| Requirement |
Find "Where can you spot the woman's eyebrow?" and "Where can you spot the black" in the records below. Copy the lines holding them and every line between, exactly, and no others.
------------------------
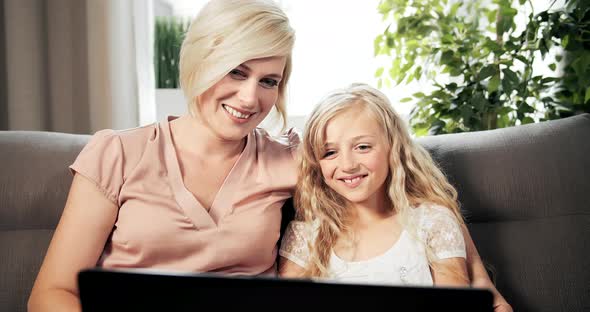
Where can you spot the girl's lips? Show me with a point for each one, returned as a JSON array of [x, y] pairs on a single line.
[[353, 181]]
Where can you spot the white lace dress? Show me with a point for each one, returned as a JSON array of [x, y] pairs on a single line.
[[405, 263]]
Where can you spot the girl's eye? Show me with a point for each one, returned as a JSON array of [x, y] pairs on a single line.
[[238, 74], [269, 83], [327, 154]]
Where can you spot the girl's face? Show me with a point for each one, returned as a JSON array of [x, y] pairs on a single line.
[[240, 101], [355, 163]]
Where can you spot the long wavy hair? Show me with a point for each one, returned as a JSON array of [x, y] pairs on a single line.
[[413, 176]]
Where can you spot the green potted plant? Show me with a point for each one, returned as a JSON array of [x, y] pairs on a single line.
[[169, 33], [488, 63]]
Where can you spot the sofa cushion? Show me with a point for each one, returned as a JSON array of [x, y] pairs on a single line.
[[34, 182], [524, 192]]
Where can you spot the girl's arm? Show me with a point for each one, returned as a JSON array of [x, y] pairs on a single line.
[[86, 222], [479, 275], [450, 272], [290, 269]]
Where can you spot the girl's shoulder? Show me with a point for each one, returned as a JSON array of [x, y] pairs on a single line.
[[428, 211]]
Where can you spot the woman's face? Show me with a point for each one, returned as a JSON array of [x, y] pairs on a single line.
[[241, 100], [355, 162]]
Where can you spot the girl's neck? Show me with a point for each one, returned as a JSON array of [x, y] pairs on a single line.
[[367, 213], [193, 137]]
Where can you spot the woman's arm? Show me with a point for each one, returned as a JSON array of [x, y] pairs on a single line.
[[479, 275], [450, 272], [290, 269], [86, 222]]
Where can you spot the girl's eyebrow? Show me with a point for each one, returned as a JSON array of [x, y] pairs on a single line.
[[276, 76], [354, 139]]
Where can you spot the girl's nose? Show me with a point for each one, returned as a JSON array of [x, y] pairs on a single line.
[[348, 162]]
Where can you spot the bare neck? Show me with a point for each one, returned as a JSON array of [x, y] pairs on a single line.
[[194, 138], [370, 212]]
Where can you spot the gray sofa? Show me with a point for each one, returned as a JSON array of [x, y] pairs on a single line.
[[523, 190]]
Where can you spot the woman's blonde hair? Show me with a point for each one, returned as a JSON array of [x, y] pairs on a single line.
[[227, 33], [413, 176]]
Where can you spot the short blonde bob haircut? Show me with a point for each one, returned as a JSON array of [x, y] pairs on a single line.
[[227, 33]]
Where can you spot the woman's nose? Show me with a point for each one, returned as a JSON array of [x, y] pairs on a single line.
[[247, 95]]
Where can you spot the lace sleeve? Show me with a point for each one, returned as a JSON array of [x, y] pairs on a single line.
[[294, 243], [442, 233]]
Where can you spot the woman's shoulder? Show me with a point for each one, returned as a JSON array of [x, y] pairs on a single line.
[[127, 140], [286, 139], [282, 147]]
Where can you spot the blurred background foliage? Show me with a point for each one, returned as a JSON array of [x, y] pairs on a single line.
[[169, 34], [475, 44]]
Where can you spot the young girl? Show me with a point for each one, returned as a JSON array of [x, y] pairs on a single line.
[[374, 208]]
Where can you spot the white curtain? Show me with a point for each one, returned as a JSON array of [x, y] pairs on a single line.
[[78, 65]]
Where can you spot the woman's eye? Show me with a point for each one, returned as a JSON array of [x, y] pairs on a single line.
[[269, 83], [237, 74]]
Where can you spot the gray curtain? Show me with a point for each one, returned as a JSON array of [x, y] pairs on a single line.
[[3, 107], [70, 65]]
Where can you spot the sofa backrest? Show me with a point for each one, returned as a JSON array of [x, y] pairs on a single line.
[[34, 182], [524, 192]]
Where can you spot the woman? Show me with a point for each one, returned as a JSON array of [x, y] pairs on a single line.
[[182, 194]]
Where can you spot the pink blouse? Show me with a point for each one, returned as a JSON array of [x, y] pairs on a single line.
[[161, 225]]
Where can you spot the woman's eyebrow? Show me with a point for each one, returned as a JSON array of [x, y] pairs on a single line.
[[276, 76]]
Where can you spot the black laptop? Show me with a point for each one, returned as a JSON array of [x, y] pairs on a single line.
------------------------
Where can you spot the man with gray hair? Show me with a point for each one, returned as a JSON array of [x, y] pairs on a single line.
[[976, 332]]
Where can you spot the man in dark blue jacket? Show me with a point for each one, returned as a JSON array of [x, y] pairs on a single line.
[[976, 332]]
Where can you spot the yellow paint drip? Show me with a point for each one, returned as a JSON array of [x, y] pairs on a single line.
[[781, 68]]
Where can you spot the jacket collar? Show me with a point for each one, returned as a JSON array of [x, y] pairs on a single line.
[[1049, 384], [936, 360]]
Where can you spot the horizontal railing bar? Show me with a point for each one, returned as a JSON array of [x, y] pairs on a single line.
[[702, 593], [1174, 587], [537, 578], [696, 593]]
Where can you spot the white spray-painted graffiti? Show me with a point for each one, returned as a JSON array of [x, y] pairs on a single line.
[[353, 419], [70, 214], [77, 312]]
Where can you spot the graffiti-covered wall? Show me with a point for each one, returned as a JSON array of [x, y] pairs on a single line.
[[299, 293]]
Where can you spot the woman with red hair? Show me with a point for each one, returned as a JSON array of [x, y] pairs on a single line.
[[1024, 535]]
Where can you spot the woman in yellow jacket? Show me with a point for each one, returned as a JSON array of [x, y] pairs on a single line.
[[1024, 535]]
------------------------
| Your response |
Where can you spot the woman's eyebrow? Show me with a point for each one, returned as a JSON array of [x, y] pairs on a single line.
[[276, 76]]
Where can you spot the black laptop? Show me with a point for each one, returned as a JSON array of [x, y] pairs on a single line.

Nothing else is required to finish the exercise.